Job 1
In the rows, going from the line holding "Annotation task: tag one point per instance of the car door" through the end of the rows, swap "car door" for "passenger door" and write those lines out again with nothing else changed.
Job 2
Pick up the text about deleted answers and original research where it stops, and keep writing.

Text block

The relevant help would seem to be deleted answers, which has:

lacking factual references from reputable sources

But this answer does link a data source that at least seems to meet the smell test for reputable.

The FAQ on Meta includes original research.

Answers are original research when they perform non-trivial analysis of available data and present a novel result which requires specialist expertise to review. It is acceptable to provide a collection of evidence, but not to apply non-trivial calculations that require a community of experts to evaluate. (This also includes the use of non-trivial Internet-based tools.)

But that isn't linked from the help, nor is original research mentioned there.

(Data taken from a collection)
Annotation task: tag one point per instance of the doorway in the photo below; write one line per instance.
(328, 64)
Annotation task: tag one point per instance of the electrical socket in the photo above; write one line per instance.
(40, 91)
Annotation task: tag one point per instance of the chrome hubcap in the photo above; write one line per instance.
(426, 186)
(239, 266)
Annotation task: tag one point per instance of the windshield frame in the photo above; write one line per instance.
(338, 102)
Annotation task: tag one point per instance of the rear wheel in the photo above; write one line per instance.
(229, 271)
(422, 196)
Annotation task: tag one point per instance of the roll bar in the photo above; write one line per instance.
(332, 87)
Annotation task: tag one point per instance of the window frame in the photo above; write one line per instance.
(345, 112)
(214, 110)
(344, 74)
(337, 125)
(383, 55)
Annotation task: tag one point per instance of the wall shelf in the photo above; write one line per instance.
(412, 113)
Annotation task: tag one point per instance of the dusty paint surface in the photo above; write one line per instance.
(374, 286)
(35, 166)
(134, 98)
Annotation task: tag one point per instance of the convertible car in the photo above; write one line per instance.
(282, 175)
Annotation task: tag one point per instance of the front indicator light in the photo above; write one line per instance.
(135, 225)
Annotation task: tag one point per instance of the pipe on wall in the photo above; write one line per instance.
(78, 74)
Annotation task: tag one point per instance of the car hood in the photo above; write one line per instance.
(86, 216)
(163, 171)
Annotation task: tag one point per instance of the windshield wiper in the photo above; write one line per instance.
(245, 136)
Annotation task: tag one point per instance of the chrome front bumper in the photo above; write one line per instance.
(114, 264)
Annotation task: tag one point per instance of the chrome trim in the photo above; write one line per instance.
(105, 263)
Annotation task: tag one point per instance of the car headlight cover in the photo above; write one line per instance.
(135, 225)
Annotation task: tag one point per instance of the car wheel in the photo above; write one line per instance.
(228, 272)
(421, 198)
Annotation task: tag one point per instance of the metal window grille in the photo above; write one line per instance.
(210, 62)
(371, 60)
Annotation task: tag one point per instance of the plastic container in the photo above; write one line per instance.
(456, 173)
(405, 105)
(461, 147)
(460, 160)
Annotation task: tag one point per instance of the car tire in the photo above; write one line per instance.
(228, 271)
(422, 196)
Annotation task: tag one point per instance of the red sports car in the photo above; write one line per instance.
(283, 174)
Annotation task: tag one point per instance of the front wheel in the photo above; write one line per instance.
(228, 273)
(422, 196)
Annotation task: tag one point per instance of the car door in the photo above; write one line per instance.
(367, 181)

Task output 1
Annotation task: tag one point per instance of the passenger door in the photo above; write one line per instance.
(367, 181)

Task output 2
A script seems like a non-trivial calculation to me. But perhaps there is a reason why this should in fact be considered trivial. Note that the calculation itself does not require specialist expertise to review. It's the analysis based on the calculation that is controversial. E.g. this comment:

I just tested a few of the top ones, but creating special rules for catching all/most of the name variants I get 613 Leos (Leo.*), 418 Lukes (Lo?u+(c|k)[aeiou]*s?), 289 Anthonys ((An)?(T|t)h?on(i|y)?), 287 Carls ((C|K)arl.*) (note, this was after removing second hyphenated names using -.*). So I think while Mohammed is definitely a popular name, it is not even close to the most popular name.

The expert analysis being that those patterns are or are not valid ways to identify the same name.

I am more interested in the general issue than in this specific answer, but I think that this answer highlights the issue well.

Is writing code to parse data original research and therefore inappropriate as an answer?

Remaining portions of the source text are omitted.